Pick out each line of the data below that contains the string "brown", matching case exactly, and copy those lines.

Location annotation dataset excerpts:
'''
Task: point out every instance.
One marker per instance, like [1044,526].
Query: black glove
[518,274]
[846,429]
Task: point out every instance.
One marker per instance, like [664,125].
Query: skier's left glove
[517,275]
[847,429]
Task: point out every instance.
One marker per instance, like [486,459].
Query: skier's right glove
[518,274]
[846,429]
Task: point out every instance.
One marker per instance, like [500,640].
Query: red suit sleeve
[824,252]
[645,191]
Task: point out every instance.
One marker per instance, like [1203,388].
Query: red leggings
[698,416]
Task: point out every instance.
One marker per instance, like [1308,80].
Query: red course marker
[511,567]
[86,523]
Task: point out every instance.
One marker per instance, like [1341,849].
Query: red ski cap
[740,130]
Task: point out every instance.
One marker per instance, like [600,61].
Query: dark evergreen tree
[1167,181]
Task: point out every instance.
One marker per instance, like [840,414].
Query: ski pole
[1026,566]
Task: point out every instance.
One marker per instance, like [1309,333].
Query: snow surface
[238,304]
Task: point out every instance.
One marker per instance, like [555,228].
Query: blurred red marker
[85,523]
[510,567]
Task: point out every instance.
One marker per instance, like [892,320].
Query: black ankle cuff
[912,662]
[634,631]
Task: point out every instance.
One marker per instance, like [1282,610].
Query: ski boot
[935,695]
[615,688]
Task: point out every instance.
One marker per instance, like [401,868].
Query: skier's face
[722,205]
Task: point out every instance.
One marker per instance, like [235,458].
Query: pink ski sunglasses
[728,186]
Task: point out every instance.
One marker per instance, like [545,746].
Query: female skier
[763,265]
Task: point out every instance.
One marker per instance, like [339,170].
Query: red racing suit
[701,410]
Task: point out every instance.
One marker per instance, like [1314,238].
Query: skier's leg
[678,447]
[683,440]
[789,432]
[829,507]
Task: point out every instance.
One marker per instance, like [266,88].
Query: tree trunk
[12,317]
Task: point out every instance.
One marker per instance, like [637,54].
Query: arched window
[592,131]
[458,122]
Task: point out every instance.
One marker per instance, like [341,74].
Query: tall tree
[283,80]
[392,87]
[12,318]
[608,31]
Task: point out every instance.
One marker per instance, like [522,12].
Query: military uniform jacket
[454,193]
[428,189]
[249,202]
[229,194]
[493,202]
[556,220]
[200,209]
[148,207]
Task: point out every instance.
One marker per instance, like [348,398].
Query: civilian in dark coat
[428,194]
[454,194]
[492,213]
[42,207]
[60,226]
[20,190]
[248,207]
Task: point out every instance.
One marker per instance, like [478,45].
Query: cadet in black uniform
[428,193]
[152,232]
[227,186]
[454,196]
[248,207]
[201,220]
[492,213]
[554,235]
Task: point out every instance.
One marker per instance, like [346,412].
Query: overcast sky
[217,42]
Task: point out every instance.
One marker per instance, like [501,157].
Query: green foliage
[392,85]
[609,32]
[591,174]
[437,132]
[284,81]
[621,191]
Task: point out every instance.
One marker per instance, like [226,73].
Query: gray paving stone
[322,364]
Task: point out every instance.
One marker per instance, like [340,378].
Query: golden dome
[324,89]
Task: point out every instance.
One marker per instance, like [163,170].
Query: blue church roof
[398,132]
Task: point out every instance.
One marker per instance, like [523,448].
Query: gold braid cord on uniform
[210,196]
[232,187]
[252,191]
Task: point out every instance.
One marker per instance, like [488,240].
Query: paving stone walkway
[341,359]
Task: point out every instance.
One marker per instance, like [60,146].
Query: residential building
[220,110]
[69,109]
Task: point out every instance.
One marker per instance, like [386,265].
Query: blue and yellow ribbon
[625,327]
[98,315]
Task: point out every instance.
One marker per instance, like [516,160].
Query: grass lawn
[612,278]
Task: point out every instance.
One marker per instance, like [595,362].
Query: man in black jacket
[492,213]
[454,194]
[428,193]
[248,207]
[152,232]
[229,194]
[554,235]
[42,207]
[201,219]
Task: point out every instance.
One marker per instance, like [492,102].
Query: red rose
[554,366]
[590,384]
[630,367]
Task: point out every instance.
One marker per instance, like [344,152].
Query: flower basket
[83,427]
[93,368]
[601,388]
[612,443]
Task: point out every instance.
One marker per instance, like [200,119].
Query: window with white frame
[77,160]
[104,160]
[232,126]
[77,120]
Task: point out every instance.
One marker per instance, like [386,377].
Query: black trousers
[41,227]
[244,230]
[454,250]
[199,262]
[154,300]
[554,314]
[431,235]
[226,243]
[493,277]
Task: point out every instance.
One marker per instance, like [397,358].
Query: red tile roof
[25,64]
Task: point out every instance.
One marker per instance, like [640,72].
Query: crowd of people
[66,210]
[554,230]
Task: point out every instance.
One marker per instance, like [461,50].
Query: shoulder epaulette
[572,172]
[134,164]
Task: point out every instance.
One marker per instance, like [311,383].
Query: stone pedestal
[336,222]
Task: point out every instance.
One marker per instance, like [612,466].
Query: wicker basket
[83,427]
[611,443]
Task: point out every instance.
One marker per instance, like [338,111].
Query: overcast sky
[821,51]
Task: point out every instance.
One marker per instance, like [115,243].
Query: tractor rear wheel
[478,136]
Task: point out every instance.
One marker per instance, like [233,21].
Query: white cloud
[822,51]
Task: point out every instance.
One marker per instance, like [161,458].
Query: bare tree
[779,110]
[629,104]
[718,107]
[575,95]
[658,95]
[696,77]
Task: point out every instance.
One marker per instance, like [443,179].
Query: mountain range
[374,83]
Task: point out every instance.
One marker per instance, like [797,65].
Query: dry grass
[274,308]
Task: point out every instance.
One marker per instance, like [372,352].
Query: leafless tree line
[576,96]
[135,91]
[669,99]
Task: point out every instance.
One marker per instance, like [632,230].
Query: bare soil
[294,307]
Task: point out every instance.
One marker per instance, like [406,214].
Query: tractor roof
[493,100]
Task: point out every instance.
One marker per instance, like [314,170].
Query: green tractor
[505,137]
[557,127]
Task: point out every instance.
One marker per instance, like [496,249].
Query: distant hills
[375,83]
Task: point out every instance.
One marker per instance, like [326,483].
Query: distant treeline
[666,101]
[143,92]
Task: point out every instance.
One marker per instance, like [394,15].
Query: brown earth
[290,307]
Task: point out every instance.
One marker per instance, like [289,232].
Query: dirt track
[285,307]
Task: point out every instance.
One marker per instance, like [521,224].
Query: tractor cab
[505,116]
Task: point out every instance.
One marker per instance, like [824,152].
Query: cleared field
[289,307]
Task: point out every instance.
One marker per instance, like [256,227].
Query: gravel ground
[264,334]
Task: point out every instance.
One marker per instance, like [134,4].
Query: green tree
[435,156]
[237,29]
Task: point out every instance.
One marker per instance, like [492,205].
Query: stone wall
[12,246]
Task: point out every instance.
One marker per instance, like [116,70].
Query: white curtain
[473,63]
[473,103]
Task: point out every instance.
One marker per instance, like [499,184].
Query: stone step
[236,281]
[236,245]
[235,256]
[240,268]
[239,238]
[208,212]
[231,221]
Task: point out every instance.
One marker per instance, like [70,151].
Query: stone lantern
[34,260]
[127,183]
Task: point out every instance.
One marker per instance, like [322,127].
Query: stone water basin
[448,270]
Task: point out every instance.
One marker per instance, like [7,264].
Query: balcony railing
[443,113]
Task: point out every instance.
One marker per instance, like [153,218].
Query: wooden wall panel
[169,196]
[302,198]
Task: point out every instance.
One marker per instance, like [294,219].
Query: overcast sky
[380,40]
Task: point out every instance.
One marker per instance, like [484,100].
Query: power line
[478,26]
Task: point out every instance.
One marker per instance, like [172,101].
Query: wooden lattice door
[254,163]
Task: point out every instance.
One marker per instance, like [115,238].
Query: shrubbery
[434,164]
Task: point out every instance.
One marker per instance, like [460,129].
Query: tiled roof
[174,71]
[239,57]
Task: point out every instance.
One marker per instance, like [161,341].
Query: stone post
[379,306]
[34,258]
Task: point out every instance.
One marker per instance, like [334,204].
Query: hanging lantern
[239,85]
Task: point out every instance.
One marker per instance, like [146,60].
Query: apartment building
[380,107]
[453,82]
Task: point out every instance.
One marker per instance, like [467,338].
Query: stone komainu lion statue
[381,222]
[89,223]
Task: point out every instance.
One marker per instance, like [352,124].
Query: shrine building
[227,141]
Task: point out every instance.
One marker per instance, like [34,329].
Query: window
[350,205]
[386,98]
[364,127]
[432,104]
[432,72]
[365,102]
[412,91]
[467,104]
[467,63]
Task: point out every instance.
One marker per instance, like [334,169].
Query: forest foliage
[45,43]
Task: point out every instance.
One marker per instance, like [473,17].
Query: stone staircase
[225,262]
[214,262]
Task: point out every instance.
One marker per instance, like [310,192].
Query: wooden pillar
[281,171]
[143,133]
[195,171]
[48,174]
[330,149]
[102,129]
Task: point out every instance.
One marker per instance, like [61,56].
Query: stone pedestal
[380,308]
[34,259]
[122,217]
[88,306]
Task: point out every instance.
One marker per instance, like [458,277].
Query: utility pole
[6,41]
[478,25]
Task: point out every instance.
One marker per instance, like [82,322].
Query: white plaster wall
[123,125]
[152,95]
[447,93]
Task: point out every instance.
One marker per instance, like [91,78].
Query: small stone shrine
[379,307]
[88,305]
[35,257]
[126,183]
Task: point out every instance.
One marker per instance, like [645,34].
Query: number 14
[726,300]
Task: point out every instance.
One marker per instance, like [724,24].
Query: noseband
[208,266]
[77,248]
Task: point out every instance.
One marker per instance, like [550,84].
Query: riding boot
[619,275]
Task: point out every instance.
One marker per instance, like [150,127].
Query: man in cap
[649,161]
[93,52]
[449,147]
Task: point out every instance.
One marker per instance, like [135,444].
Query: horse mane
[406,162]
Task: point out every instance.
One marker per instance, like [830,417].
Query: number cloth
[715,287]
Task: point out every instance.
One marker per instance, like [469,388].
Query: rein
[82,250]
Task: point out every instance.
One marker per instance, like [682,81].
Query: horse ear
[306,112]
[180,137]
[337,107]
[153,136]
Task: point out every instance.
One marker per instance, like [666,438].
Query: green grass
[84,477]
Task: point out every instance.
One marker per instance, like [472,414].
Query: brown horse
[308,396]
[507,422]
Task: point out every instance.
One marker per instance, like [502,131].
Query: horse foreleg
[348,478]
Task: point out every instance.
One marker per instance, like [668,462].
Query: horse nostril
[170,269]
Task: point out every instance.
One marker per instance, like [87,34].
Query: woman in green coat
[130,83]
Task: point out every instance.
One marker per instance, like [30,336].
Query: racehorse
'''
> _Response to this task_:
Query: brown earth
Query: brown horse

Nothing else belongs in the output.